*Work instructions*
Format the lines as a numbered list, leaving out blank lines. Include only the lines from the one that contains "Objective — one dot per instance of the concrete" through the one that contains "[[381, 280]]", both ends included.

(Object point labels)
•••••

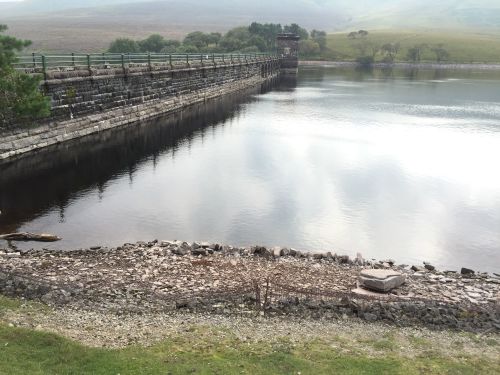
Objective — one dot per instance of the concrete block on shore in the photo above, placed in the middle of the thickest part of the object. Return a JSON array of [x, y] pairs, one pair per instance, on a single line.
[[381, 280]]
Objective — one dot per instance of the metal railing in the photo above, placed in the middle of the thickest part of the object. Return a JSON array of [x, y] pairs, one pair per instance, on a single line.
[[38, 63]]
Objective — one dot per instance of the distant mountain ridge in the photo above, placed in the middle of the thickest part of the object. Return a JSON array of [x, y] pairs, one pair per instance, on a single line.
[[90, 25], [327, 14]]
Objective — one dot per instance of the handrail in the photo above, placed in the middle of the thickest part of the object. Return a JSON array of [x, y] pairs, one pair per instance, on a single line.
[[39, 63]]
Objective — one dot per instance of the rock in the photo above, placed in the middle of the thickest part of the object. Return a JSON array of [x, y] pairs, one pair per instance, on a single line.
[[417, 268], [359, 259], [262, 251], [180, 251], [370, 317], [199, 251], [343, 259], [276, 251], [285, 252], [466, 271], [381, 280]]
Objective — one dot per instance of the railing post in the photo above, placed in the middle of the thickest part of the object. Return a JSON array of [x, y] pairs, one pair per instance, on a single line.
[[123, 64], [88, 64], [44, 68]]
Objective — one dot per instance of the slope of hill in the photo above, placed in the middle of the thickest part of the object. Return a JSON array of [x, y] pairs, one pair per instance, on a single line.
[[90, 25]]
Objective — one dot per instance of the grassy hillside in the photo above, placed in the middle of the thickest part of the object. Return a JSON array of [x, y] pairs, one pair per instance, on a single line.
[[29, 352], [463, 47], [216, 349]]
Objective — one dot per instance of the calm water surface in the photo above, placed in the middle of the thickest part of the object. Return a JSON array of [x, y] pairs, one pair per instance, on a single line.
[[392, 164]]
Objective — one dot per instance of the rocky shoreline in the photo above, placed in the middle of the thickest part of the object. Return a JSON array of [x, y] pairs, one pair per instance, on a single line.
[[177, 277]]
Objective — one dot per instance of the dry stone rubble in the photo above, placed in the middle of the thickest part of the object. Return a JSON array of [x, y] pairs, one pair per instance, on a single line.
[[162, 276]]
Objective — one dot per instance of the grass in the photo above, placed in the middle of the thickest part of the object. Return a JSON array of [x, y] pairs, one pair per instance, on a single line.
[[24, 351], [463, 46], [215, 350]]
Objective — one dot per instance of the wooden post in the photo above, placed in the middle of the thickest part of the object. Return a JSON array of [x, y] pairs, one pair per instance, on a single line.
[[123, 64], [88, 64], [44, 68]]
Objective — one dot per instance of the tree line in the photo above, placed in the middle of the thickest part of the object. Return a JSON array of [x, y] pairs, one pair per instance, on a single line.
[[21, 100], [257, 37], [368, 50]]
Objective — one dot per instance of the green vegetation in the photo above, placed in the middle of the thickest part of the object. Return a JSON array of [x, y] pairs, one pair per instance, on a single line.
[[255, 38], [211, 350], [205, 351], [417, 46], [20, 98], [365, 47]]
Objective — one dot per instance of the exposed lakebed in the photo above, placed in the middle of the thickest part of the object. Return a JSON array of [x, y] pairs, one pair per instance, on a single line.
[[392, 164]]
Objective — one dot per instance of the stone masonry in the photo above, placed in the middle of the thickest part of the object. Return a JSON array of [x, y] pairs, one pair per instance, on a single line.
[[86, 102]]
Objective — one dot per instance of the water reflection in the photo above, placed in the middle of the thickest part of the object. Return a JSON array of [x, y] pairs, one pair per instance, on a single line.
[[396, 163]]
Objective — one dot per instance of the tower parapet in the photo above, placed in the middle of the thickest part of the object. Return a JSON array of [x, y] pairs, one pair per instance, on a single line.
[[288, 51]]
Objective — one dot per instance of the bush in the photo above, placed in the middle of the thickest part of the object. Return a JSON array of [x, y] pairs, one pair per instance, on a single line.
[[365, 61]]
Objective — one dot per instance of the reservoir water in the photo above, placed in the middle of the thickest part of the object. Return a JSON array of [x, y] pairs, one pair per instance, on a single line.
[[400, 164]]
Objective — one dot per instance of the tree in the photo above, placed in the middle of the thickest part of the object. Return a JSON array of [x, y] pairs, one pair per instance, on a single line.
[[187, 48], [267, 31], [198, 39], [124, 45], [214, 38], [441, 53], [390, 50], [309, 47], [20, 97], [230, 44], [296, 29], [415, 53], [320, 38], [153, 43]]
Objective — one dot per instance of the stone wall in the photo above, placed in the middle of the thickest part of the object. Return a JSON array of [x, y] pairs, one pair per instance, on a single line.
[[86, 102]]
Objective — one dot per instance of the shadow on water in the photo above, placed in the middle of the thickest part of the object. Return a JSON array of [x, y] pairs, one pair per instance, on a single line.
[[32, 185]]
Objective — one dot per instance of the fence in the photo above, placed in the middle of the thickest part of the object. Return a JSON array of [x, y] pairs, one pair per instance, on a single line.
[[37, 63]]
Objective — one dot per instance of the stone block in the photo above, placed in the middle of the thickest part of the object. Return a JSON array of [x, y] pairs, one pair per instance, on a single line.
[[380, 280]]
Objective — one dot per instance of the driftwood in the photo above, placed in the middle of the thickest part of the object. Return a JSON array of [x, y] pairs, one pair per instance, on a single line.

•••••

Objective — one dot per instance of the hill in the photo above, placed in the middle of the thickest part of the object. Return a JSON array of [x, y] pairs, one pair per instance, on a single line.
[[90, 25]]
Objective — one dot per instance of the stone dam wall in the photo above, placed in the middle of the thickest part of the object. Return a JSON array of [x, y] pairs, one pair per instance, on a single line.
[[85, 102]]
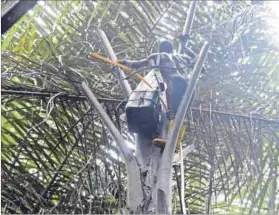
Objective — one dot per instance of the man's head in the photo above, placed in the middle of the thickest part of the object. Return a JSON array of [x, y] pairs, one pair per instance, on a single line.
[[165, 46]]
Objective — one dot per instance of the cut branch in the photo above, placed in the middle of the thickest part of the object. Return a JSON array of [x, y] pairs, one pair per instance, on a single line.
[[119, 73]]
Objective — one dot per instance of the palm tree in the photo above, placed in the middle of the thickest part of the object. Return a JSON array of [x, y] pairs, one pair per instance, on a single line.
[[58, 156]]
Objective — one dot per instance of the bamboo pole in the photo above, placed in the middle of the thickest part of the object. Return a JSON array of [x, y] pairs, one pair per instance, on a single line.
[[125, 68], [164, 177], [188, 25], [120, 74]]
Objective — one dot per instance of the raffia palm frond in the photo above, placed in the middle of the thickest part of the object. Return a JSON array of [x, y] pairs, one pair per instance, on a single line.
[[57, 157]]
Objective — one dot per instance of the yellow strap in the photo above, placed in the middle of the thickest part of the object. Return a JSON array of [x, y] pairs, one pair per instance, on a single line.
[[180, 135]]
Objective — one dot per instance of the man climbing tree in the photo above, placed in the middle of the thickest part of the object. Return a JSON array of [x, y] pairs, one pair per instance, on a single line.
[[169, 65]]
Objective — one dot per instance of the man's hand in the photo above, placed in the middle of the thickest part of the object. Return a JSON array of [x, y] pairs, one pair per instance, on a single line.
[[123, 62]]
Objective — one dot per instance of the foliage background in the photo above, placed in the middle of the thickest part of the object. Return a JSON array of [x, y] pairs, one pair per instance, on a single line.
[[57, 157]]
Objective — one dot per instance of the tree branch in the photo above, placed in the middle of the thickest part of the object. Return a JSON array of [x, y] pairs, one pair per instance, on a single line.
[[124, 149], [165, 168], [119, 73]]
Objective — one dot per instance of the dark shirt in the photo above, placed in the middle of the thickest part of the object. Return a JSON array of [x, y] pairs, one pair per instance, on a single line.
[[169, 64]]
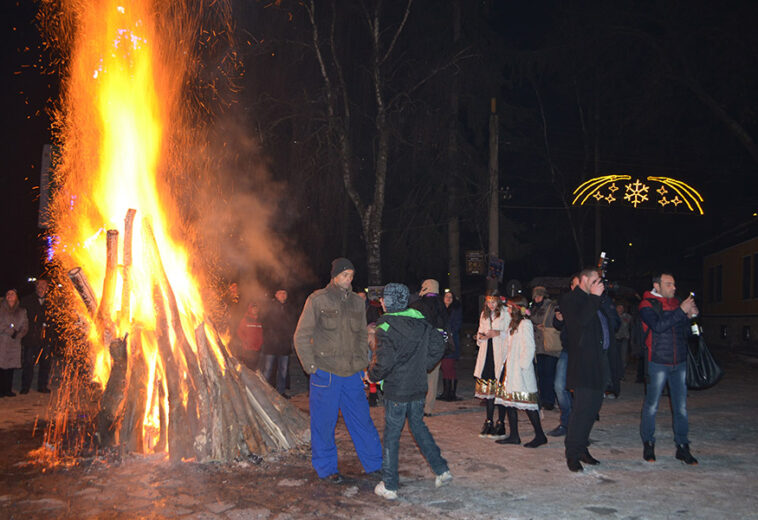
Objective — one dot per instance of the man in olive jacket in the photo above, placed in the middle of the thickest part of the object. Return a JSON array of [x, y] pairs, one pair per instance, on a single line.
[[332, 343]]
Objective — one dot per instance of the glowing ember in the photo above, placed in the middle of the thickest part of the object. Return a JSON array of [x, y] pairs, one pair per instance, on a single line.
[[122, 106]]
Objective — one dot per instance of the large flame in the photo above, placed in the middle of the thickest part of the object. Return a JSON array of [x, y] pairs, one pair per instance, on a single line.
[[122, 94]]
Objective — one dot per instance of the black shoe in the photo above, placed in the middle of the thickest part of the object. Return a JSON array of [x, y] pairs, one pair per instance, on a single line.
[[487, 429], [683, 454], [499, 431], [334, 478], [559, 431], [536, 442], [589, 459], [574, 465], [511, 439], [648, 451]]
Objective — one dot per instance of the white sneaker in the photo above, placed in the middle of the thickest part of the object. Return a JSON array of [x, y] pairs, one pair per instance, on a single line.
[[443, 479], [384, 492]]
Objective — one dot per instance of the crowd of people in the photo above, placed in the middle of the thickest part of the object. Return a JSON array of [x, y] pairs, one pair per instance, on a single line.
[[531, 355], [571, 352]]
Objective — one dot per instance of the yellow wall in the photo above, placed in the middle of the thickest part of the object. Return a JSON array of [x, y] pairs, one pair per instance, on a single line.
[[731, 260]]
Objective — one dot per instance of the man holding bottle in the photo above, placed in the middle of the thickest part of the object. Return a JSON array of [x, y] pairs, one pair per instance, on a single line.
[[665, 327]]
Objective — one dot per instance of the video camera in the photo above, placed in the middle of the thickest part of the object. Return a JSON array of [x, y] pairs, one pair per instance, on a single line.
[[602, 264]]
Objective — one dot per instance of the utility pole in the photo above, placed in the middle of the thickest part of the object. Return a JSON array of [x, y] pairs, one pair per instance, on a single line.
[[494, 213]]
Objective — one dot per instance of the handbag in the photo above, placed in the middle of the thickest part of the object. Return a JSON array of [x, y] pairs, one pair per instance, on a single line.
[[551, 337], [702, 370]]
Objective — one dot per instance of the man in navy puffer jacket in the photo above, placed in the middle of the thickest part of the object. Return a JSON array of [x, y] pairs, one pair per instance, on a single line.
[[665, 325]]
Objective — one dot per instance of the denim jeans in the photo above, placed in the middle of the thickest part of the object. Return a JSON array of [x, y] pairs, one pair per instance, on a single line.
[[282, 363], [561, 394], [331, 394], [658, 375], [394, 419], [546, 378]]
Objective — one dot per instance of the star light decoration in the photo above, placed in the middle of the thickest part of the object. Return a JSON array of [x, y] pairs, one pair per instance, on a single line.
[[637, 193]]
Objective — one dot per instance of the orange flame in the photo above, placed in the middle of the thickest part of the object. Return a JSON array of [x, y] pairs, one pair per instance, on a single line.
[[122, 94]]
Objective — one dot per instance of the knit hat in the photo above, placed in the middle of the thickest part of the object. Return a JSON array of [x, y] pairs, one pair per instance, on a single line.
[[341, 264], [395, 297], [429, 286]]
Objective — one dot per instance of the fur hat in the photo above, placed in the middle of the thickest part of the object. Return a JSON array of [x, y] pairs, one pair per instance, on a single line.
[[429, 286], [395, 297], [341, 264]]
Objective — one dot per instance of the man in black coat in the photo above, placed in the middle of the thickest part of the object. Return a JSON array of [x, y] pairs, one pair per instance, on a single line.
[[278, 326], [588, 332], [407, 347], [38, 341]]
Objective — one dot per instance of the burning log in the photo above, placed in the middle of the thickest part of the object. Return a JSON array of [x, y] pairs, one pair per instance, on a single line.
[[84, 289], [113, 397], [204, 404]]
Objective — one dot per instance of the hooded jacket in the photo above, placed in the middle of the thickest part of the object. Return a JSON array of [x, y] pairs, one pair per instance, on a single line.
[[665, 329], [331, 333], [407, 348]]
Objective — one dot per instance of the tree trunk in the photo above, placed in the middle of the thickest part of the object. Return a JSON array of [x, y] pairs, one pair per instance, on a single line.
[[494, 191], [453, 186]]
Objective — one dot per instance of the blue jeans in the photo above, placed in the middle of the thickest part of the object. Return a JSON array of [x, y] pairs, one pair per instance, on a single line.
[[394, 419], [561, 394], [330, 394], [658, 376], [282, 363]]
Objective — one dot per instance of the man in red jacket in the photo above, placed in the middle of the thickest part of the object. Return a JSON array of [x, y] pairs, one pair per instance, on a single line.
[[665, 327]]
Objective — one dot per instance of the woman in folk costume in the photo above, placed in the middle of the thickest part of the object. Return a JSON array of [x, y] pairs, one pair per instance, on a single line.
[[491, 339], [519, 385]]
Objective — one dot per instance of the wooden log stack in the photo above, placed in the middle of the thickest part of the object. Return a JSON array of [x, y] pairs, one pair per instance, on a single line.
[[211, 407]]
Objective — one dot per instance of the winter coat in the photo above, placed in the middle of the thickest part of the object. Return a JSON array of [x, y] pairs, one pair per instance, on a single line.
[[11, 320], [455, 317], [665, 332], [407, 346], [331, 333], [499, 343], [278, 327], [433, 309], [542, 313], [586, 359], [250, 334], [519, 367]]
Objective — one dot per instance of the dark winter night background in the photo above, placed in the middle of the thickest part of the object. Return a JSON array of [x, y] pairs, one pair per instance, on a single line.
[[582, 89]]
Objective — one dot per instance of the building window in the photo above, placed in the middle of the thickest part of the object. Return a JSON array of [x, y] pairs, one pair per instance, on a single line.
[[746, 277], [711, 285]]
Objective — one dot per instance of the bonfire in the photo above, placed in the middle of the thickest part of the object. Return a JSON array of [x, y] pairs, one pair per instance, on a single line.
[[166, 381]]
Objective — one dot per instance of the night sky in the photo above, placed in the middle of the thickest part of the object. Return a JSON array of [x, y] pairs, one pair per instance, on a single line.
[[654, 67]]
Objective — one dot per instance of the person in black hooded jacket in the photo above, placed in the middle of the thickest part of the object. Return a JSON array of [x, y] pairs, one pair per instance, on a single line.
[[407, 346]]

•••••

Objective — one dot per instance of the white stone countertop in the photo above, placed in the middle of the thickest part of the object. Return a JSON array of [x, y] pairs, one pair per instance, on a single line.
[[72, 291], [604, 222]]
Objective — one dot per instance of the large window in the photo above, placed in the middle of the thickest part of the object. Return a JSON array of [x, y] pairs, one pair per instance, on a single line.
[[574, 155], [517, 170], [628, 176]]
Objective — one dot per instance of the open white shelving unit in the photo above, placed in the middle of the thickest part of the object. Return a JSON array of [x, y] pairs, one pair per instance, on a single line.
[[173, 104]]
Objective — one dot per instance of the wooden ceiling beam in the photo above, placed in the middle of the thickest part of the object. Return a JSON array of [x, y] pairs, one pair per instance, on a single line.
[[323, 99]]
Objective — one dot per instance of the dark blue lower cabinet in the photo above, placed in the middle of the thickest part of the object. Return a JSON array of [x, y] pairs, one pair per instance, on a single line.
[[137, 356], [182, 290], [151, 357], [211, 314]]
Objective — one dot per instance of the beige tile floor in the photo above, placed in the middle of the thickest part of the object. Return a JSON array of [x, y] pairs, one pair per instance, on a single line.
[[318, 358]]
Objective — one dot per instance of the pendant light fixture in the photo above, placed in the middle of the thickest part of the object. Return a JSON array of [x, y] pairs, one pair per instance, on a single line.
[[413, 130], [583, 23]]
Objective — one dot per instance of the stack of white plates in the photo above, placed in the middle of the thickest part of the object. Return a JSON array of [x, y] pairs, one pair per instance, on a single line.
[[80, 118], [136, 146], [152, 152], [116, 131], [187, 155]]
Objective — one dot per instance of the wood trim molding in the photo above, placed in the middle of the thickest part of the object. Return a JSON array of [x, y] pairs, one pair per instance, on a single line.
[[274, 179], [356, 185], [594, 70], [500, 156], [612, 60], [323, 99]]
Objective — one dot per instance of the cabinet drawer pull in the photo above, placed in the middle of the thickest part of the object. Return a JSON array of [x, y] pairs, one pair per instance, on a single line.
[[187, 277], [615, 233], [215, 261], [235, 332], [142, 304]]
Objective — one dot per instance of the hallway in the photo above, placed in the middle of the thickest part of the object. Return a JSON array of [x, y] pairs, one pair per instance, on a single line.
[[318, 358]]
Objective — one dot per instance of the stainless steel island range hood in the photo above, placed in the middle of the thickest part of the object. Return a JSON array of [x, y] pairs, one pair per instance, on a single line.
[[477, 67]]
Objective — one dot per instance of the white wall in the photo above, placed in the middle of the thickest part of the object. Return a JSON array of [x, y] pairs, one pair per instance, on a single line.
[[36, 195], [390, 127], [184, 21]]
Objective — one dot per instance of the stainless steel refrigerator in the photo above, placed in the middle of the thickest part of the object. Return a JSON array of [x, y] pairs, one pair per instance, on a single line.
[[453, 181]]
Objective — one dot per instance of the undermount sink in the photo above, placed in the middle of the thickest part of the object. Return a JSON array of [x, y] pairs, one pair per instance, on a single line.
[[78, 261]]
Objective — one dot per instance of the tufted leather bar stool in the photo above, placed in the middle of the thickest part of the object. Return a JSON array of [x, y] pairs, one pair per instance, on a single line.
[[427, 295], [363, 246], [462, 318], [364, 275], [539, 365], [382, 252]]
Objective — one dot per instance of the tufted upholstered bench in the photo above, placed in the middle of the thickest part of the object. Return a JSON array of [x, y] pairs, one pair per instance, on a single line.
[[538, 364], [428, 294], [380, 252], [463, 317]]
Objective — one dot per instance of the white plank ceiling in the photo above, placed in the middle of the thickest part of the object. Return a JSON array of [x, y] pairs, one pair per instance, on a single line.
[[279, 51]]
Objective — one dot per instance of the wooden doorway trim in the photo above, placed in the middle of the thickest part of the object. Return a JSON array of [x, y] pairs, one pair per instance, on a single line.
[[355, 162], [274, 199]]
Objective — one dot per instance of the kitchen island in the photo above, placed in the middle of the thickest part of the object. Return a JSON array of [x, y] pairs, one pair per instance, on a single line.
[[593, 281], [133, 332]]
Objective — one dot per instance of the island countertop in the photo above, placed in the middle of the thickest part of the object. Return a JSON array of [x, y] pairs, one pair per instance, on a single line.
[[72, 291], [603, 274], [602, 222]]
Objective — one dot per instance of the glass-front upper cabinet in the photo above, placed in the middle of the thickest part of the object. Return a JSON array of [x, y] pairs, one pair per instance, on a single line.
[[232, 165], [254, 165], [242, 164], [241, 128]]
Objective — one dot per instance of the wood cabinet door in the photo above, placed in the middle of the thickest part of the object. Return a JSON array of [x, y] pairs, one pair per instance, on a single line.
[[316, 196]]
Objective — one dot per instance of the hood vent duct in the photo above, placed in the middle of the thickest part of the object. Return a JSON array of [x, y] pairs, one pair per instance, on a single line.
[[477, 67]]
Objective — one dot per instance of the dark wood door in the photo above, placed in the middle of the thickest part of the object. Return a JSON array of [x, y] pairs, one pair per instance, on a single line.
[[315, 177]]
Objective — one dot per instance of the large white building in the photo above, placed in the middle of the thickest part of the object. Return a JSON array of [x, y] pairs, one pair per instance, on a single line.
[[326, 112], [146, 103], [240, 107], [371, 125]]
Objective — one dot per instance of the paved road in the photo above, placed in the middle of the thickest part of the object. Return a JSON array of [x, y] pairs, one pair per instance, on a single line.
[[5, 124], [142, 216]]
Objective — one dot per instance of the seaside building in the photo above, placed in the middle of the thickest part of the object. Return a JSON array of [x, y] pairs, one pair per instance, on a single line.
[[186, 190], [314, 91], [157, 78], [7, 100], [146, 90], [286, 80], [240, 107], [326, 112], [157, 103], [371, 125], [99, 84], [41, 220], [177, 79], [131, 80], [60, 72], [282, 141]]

•••••

*Full response*
1. Objective — one dot per instance of the concrete block on shore in the photo above, placed in the middle of the thickest part of the object. Return a JSON array of [x, y] pairs, one pair per instance, on a single line.
2. [[381, 280]]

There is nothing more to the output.